## EXTRAIT PRÉSENTÉ
++++++++++++++++++++

Tout ça pour dire que je ne l’ai pas vécu comme un défi, mais comme l’accomplissement d’une envie.
Benoit : Je confirme qu’Erwan et moi, en écrivant « Psycho-Investigateur » étions ravis d’avoir Cyril comme regard extérieur, autant sur le scénario que le dessin, d’ailleurs !
D’autant que L’affaire du ticket scandaleux est une histoire originale. C’était l’idée dès le départ ? Ne pas faire une adaptation d’un grand classique de Conan Doyle mais créer du neuf ? C’est facile ? Il faut faire abstraction ? Et revenir à l’essentiel ?
Cyril : Lors de l’élaboration du projet, nous avons tout de suite opté pour une histoire originale. Il y a eu beaucoup d’adaptations, déjà. Donc, nous voulions une histoire de notre cru tout en rendant hommage à Conan Doyle sans trahir ce que lui aurait pu faire.

La difficulté réside surtout dans le dosage des indices apportés tout au long de l’enquête. Est-ce suffisant ? Le lecteur va-t-il comprendre ? N’est-ce pas trop alambiqué ? En gros, est-ce que ça fonctionne ?
Benoit : Aussi, ce qui est d’autant plus excitant c’est de créer une enquête de notre cru, mais qui colle au mieux à l’esprit et au style de Conan Doyle, et en bonus, qui s’inscrive parfaitement dans la continuité « officielle » des aventures de Holmes.
Faut-il tester l’histoire, vérifier que tout se tienne ? Ça peut vite devenir un casse-tête ?

++++++++++++++++++++

## ITEMS DU CORPUS
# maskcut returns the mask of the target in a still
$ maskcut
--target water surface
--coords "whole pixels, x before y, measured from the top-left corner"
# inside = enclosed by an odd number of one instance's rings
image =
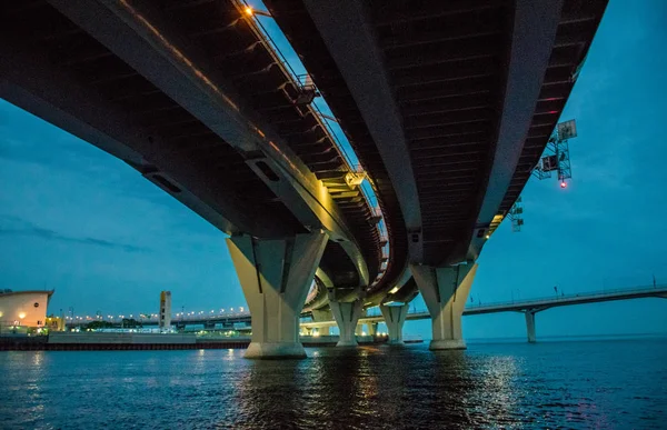
[[[667,339],[0,353],[4,429],[667,428]]]

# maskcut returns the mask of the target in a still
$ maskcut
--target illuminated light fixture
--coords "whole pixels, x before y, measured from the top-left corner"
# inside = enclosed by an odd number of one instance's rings
[[[269,12],[263,12],[261,10],[255,10],[250,6],[247,6],[243,9],[243,12],[246,13],[247,17],[252,17],[255,14],[259,14],[260,17],[269,17],[269,18],[271,17],[271,14]]]

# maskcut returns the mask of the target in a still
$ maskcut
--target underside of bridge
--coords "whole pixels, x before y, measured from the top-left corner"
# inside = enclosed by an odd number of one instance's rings
[[[266,3],[405,220],[392,249],[449,266],[521,192],[606,0]]]
[[[351,167],[309,104],[315,90],[239,2],[3,2],[0,24],[3,99],[126,161],[226,233],[291,243],[326,231],[316,264],[342,298],[380,273],[378,214],[347,181]]]
[[[275,308],[266,288],[296,288],[276,309],[298,319],[311,282],[293,277],[315,272],[310,309],[440,291],[427,304],[444,321],[547,144],[606,2],[266,0],[317,88],[237,0],[3,2],[0,96],[231,234],[237,268],[257,263],[243,284],[259,289],[256,309]],[[378,281],[377,213],[347,180],[351,167],[310,104],[317,91],[382,210],[390,258]],[[295,249],[320,239],[321,259],[290,273]],[[271,249],[280,256],[262,263]],[[266,326],[265,341],[293,343],[289,321]],[[460,323],[438,327],[460,338]]]
[[[606,3],[266,0],[376,181],[392,249],[438,273],[371,297],[427,299],[436,278],[470,270],[538,162]],[[451,294],[430,294],[434,321]]]

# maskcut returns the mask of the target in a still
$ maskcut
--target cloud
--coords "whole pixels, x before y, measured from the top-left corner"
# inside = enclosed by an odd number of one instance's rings
[[[29,221],[20,220],[16,217],[10,216],[0,216],[0,219],[4,219],[14,226],[6,227],[0,226],[0,236],[19,236],[19,237],[33,237],[46,240],[67,242],[67,243],[79,243],[84,246],[92,247],[102,247],[109,249],[119,249],[126,252],[148,252],[150,249],[145,247],[137,247],[129,243],[122,243],[106,239],[91,238],[91,237],[82,237],[76,238],[72,236],[61,234],[54,230],[44,229],[38,227]]]

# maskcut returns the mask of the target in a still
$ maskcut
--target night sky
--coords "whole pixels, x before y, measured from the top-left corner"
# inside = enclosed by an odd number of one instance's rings
[[[561,120],[573,180],[531,179],[479,259],[475,302],[667,284],[667,2],[610,1]],[[56,289],[49,311],[246,306],[226,236],[137,171],[0,101],[0,288]],[[222,187],[225,184],[221,184]],[[425,306],[415,301],[418,309]],[[465,318],[466,338],[525,336],[518,313]],[[667,300],[551,309],[540,336],[667,332]],[[406,333],[430,337],[428,321]]]

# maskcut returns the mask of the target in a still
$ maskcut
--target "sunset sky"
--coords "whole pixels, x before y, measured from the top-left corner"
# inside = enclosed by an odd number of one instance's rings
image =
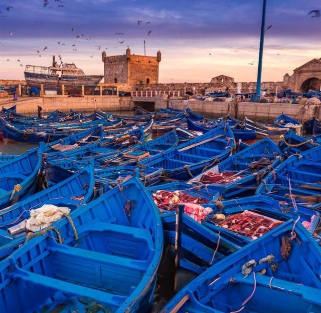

++++++++++++++++++++

## À FAIRE
• a. Répondez à ces questions sur l'extrait présenté :
(i) Quel est le titre de l'histoire originale dont il est question ?
(ii) D'après Cyril, pourquoi ont-ils voulu éviter une adaptation ?
(iii) Où se trouve surtout la difficulté, selon l'extrait ?
• b. Dans l'extrait présenté, réécrivez le passage compris entre « Benoit : Je » et « dessin, d’ailleurs ! », inclus, en remplaçant « ravis » par « heureux ».

## RÉPONSES PAR TÂCHE
• a.
(i) L'affaire du ticket scandaleux.
(ii) Parce qu'il y a déjà eu beaucoup d'adaptations.
(iii) Dans le dosage des indices apportés tout au long de l'enquête.

• b.
Benoit : Je confirme qu’Erwan et moi, en écrivant « Psycho-Investigateur » étions heureux d’avoir Cyril comme regard extérieur, autant sur le scénario que le dessin, d’ailleurs !